◆ Records shown
══════

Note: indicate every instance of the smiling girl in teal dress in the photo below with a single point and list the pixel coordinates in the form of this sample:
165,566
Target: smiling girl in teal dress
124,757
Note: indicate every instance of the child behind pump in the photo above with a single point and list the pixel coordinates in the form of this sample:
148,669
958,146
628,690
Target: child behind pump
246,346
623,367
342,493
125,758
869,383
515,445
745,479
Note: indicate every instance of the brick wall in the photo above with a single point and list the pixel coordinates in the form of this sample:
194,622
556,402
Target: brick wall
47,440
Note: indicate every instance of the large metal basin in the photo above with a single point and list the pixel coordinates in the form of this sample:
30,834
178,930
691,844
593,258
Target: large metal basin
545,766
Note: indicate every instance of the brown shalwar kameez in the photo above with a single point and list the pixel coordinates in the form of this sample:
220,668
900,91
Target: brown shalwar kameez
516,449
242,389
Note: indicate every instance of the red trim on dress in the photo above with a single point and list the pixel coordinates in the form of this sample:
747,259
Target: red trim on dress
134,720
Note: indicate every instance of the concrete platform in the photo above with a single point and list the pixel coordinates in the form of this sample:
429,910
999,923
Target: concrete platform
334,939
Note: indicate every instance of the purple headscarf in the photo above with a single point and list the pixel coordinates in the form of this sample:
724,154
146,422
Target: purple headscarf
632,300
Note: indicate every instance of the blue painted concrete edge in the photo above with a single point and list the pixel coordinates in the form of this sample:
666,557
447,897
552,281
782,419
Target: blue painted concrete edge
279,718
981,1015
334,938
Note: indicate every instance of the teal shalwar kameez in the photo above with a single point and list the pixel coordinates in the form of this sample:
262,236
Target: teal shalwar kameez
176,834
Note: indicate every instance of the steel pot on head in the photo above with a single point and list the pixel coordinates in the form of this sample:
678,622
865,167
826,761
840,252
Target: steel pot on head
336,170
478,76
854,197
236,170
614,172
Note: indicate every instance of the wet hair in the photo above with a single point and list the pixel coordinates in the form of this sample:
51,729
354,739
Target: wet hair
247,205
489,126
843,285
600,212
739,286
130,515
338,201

══════

◆ Your objective
The full listing, repeated exactly, is the expected answer.

◆ Response to the exercise
Note: indicate every instance of the smiling girl in teal dress in the photo below with a single point and list the pixel coordinates in the form of this sample:
165,566
Target: smiling girl in teal dress
124,757
Note: indicate every instance of the child behind pump in the photo above with a single point and list the pixel coordinates in the form of this sample:
148,669
958,146
628,690
Target: child behind pump
246,346
623,367
342,493
125,758
869,383
515,445
745,479
Note: indicate every instance of the brick wall in the photo above with a single point and list the pixel coordinates in the form of this sample:
194,622
556,402
Target: brick wall
47,440
Note: indicate every instance of the large metal basin in the photo above with a single point and list the pixel coordinates in the form of this sample:
30,834
178,930
691,844
593,258
Target: large metal basin
545,766
Note: indicate every instance of the brown shalwar kameez in the photo above with a single point and list the pixel coordinates in the form of this sample:
220,668
900,91
Target: brown shalwar kameez
516,449
242,389
Note: indicate every instance of the red trim on dress in the photo above with a single point and list the pixel coordinates in the form of this sample:
747,259
Target: red trim on dress
134,720
Note: indicate every instance of the concrete platform in the photo above with a single point and list the pixel coordinates in the form of this sample:
429,910
999,923
Target: concrete platform
334,939
Note: indicate every instance of the purple headscarf in the photo above with a single point and list the pixel coordinates in the form of this sample:
724,154
146,422
Target: purple headscarf
632,300
Note: indicate every instance of the blue painted concrete edge in the photo above with a single point and list the pixel coordinates in the form of this sample:
666,557
447,897
552,281
782,419
Target: blue painted concrete edge
279,718
981,1015
334,938
Note: indicate every instance of the teal shalwar kameez in the photo above with a single point and list the pixel coordinates in the form of this sample:
262,236
Target: teal shalwar kameez
176,834
Note: indicate every instance of the steel pot on head in the photo above with a single point and list the pixel coordinates in the form of this sample:
678,622
865,167
826,761
840,252
Target: steel pot on head
336,170
478,76
854,197
236,170
614,172
Note: indicate every instance of the wet hair in the photo above with a single point and list the pixel coordinates in the form of this sample:
51,729
354,739
Target: wet hair
247,205
489,126
843,285
600,212
739,286
130,515
338,201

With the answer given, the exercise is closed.